TASK TO COMPLETE
Return all of the data verbatim, dropping any picture.

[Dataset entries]
..........

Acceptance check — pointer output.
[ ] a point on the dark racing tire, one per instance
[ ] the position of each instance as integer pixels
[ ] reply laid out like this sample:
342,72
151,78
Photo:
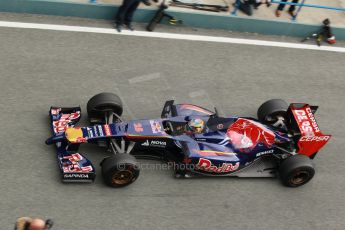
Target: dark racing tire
271,109
100,104
120,170
296,170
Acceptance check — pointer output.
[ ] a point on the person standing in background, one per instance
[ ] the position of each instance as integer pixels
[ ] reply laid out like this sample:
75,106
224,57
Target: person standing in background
125,13
291,9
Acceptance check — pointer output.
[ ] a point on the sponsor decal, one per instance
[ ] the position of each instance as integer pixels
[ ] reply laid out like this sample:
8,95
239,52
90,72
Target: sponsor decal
306,121
138,127
90,132
220,126
156,126
146,143
245,135
76,176
71,164
99,130
107,130
55,111
209,153
207,166
195,108
62,124
315,138
264,152
154,143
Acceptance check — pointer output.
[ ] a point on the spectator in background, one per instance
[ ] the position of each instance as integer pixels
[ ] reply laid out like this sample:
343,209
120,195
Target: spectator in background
125,13
246,6
291,9
26,223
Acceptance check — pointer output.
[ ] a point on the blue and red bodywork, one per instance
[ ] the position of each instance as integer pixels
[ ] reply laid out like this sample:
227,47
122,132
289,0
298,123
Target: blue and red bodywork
227,146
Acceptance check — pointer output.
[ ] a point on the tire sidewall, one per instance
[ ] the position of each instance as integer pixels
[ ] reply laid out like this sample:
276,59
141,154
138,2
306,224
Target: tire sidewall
293,165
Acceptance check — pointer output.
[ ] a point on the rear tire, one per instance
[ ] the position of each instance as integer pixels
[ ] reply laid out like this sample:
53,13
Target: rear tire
296,170
100,104
120,170
271,110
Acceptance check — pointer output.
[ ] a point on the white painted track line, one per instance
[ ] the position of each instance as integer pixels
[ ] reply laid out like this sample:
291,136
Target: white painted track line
170,36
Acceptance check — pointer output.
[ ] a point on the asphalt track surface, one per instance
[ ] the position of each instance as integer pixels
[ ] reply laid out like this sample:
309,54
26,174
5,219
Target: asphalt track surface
41,68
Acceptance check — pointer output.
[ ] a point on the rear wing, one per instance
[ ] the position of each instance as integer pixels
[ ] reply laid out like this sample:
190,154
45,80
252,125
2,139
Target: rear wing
302,123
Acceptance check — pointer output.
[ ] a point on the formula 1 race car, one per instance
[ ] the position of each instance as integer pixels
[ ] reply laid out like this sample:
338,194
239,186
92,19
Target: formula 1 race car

..........

EXERCISE ANSWER
Acceptance check — pointer output.
[ ] a point on the dark racing tire, one per instance
[ ] the position of each instance as integer pixels
[ ] reply laid out like this sample:
342,72
151,78
Photo:
Target: dark racing tire
271,109
100,104
120,170
296,170
Acceptance check — pointer output.
[ ] a point on the person standing in background, one per instance
[ ] the position of each instance as integer pixels
[ ] reply laid out like this sample:
75,106
224,57
Target: person standing in background
125,13
291,9
Acceptance check — pointer output.
[ ] a point on the sponsor decal, one per instance
[ ] the position of each instance as integer pixels
[ ] reply laid out like this sample:
8,95
239,52
90,72
Target: sponsor decal
306,121
138,127
90,132
220,126
156,126
146,143
245,135
76,176
71,164
99,130
107,130
55,111
209,153
207,166
195,108
62,124
315,138
264,152
154,143
Acceptance check — pointer output.
[ ] a point on the spectator in background, one per instance
[ ] the position of each instance as integer pixels
[ ] reply laid out like this sample:
343,209
120,195
Target: spectator in background
125,13
246,6
291,9
26,223
Acceptance check — pointer output.
[ ] a point on the blue and red bodywork, one per instance
[ ] the position of each instance as integer pixels
[ ] reply laid out like this sample:
227,47
122,132
289,0
298,123
Target: blue and red bodywork
227,146
Acceptance check — pointer output.
[ ] a point on the tire sidewall, one per instance
[ ] the position of each instance as integer pixels
[ ] reply laid out like this sample:
276,59
141,154
138,2
306,224
Target: tire sidewall
293,165
Acceptance check — pointer output.
[ ] a point on the rear tire, one per instance
[ ] the position of each instance as integer pixels
[ ] reply laid out like this sample:
53,13
Target: rear tire
296,170
100,104
120,170
271,110
Acceptance check — pointer output.
[ ] a point on the white painted track line, one per instance
[ ] the position of each instance as integer pixels
[ ] reply laid out like this sample:
291,136
Target: white painted track line
170,36
Acceptance check — pointer output.
[ ] a point on the asphalt track surface, one per instance
[ ] the position of each instance as integer pixels
[ ] reply laid out like this sample:
309,54
26,174
5,219
Target: asphalt track surface
41,68
Acceptance check — pointer output.
[ ] a point on the rear wing, one per instance
[ ] the position of each instance as integer pixels
[ ] reply laid out like this sample:
190,154
45,80
252,125
2,139
Target: rear wing
302,123
Acceptance check — pointer output.
[ ] a point on the formula 1 race car, one per instance
[ ] the position of each instance as integer pixels
[ ] reply laid out like this sample:
338,194
239,186
92,19
Target: formula 1 race car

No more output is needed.